§ **Activity**:
What is wanted is the line holding "find distant hill" and every later line through the end of the entries, set down exactly.

§ **Stored dataset items**:
=== Begin Enclosure ===
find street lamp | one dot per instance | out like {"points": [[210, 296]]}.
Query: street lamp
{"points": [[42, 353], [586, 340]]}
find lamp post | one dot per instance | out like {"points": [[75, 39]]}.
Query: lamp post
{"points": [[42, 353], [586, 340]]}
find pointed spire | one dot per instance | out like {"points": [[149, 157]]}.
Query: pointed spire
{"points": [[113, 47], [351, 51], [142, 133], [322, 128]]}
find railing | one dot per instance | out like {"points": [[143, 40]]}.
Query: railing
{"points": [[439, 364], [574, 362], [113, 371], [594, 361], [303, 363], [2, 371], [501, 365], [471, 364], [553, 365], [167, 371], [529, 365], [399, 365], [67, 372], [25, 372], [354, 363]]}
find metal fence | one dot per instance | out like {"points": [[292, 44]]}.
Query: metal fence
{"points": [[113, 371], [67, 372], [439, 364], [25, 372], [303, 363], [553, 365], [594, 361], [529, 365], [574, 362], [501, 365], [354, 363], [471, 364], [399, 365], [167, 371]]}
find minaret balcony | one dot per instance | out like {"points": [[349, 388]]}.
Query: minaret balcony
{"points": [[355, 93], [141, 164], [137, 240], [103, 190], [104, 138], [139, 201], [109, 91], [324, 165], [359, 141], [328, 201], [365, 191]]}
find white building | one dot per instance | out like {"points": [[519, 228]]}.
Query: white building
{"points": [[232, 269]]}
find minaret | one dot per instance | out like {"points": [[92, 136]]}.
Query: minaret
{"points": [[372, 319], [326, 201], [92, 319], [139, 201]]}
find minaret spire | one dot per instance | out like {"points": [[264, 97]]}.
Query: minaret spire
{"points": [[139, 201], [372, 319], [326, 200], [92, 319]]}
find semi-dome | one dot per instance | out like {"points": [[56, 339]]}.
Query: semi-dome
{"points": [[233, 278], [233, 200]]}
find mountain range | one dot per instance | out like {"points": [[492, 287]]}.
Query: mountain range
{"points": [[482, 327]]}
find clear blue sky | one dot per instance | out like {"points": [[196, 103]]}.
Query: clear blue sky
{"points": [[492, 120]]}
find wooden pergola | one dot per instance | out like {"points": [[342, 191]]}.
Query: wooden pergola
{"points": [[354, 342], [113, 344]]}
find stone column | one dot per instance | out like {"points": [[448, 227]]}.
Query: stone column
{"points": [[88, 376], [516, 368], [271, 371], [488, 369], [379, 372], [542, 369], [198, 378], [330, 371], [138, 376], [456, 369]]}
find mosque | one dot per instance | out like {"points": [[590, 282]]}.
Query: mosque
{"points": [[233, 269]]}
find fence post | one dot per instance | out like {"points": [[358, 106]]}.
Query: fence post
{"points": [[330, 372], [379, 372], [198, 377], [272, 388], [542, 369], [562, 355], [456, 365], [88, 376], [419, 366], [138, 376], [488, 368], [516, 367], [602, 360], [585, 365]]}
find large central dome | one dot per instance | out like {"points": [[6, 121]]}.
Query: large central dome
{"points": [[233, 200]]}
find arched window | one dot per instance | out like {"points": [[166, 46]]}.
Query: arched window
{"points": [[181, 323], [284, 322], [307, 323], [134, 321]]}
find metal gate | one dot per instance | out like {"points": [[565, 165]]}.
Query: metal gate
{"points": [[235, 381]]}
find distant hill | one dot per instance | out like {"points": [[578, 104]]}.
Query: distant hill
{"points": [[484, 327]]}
=== End Enclosure ===
§ **Written solution**:
find distant hill | one dot per instance | out like {"points": [[578, 104]]}.
Query: distant hill
{"points": [[484, 327]]}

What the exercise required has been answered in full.